→ Dataset records on object locations:
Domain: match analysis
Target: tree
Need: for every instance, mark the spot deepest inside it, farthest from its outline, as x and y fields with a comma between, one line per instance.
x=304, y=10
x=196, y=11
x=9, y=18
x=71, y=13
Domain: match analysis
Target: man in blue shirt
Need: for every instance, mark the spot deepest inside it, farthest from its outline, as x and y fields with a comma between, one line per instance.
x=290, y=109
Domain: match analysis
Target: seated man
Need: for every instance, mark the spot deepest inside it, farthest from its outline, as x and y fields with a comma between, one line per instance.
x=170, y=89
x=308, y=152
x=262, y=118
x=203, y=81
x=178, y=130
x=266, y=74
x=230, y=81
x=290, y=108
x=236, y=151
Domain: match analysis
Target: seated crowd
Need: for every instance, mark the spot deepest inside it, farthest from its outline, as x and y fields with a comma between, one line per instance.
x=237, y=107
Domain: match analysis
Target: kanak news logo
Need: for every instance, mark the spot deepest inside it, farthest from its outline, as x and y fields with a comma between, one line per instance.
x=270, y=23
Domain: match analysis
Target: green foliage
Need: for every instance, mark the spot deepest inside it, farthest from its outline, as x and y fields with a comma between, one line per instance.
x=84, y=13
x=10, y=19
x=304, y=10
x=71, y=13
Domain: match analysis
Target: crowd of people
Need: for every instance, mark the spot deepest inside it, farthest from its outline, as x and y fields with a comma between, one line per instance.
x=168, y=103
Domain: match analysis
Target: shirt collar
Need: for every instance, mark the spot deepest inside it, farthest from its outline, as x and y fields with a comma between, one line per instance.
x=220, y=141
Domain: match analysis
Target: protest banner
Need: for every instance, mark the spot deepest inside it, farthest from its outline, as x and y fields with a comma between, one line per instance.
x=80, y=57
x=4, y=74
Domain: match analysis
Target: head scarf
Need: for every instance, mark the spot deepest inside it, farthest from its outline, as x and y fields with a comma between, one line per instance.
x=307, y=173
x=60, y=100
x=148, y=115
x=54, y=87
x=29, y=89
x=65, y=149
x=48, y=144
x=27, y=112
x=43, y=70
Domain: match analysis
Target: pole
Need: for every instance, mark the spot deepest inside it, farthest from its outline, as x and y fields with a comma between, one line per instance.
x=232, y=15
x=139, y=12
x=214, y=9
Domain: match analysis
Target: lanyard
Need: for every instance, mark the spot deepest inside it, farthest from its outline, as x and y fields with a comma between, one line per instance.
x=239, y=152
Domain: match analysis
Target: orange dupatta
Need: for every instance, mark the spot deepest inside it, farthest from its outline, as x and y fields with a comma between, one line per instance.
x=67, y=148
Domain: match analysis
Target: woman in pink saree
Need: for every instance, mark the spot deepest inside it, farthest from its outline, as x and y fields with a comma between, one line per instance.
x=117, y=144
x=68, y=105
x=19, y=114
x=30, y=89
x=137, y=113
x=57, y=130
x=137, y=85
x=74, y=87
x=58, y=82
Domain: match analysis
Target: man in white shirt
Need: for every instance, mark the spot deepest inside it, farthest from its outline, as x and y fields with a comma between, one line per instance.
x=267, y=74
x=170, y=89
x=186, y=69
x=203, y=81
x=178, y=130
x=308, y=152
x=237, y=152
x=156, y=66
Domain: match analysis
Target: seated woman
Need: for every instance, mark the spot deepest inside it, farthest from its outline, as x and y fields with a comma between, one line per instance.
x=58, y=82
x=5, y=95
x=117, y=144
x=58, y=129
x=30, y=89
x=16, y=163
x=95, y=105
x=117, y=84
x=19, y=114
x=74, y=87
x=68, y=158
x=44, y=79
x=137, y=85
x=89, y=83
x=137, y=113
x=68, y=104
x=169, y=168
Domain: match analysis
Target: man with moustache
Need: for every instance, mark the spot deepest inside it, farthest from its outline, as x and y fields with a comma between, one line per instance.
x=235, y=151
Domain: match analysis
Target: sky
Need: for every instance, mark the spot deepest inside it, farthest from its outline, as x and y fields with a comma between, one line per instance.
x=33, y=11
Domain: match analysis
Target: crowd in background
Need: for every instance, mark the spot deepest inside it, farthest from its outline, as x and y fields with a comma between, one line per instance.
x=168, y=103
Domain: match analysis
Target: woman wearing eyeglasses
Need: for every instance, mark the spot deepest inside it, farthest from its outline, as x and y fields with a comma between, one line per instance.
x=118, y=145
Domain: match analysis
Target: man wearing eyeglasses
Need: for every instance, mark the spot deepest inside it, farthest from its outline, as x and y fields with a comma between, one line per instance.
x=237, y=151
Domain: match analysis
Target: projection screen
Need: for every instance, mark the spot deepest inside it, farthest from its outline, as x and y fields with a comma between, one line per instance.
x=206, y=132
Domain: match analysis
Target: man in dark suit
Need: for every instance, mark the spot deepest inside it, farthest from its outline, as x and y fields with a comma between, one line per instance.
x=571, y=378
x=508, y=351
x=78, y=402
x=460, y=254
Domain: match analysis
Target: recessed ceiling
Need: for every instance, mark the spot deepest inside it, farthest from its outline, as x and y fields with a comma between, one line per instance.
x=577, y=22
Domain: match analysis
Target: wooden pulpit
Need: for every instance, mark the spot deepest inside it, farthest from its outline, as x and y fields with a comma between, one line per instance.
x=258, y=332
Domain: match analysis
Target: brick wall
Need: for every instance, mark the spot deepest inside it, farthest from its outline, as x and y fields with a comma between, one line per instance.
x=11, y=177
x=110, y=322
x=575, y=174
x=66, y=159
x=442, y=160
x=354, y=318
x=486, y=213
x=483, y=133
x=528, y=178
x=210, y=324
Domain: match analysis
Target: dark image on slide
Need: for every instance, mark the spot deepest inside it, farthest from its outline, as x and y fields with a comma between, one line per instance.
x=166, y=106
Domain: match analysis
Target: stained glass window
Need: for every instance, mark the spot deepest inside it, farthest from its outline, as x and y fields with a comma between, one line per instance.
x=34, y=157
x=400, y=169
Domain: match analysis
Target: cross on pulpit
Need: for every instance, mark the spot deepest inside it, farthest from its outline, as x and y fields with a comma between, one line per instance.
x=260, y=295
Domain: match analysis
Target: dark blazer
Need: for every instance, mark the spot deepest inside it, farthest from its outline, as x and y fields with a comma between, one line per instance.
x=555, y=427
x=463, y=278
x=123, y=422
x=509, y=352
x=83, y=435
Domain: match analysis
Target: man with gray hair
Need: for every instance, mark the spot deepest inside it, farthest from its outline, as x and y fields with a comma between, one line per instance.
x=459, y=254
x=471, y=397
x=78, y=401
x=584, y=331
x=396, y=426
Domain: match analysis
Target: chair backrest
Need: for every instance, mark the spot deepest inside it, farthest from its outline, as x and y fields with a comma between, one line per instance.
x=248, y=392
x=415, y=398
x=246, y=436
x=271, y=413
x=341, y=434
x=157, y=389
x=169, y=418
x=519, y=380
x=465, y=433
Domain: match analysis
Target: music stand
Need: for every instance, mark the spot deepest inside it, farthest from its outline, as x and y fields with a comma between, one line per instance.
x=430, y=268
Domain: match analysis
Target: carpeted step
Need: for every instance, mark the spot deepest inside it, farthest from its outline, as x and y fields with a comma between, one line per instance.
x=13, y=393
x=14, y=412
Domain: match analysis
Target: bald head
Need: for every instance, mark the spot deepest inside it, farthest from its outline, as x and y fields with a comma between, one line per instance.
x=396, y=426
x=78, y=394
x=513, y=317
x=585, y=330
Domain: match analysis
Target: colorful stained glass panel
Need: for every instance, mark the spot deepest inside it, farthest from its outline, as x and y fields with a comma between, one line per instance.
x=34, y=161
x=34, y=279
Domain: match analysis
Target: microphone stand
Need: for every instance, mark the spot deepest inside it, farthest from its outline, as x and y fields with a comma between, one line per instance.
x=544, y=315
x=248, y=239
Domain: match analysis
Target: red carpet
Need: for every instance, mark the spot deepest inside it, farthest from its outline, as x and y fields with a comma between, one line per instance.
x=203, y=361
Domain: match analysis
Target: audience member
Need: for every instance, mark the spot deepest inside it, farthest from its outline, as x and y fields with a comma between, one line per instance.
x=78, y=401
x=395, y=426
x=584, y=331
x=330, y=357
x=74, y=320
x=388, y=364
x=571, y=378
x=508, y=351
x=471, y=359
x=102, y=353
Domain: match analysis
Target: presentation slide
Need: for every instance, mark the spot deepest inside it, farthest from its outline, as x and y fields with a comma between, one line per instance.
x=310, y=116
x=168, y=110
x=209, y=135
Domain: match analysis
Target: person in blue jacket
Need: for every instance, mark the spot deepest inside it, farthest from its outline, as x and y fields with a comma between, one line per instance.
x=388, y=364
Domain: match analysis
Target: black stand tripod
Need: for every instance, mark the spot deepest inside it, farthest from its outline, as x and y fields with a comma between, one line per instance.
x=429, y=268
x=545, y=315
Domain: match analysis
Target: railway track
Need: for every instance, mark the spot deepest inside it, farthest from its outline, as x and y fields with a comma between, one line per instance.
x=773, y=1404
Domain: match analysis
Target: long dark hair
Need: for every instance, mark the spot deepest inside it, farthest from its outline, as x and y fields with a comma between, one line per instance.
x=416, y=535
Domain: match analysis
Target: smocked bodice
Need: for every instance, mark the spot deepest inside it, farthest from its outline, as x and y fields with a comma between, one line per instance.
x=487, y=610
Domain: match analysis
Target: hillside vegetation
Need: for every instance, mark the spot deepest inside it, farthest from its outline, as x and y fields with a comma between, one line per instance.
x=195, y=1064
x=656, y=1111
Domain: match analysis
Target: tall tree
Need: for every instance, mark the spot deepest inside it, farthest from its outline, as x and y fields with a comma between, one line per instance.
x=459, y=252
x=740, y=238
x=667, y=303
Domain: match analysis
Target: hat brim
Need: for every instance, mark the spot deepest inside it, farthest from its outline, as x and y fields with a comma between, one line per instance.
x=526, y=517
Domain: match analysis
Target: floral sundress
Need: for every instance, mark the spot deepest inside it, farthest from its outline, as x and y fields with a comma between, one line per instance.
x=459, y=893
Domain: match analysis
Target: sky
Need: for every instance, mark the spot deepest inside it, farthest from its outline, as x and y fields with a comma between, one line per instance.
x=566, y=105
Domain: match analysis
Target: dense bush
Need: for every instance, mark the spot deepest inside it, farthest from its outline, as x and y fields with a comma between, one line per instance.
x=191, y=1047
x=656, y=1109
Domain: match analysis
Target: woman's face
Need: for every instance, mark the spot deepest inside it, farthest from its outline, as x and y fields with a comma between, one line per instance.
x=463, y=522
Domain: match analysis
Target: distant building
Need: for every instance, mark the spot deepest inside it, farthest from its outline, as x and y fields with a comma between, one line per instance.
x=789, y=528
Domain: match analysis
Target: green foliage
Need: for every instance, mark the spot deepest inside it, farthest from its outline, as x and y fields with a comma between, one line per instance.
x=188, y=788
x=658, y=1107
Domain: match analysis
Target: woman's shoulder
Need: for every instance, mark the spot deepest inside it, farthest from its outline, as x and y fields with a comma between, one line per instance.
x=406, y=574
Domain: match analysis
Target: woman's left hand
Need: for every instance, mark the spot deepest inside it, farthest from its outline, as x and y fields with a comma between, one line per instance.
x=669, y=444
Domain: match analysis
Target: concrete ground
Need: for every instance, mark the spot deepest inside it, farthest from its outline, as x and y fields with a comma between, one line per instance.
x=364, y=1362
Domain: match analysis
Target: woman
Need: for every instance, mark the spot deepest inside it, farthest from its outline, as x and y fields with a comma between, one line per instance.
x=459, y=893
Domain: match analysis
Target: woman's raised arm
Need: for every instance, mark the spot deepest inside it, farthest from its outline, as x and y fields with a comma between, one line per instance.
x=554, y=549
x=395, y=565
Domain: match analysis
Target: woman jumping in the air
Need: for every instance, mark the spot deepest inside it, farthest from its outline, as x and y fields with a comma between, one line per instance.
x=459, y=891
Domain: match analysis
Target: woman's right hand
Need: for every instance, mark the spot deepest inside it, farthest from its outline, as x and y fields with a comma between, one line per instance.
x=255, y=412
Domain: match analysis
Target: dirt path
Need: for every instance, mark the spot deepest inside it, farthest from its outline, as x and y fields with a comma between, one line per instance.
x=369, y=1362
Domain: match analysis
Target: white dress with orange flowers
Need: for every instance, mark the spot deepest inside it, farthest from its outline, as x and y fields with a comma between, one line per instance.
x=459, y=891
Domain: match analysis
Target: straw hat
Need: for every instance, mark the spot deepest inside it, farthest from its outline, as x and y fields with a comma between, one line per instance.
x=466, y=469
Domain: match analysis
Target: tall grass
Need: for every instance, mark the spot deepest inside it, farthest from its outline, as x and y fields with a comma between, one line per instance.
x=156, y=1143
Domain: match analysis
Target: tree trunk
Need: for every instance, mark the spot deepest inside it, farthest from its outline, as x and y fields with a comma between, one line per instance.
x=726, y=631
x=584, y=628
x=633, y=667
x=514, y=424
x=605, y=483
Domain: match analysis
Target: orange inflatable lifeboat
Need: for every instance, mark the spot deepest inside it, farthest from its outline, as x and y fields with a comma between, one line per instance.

→ INSTRUCTION: Pick out every line above that contains the word "seated", and copy each of those lines in full.

→ FINISHED ANSWER:
Target: seated man
Target: seated crowd
Target: seated woman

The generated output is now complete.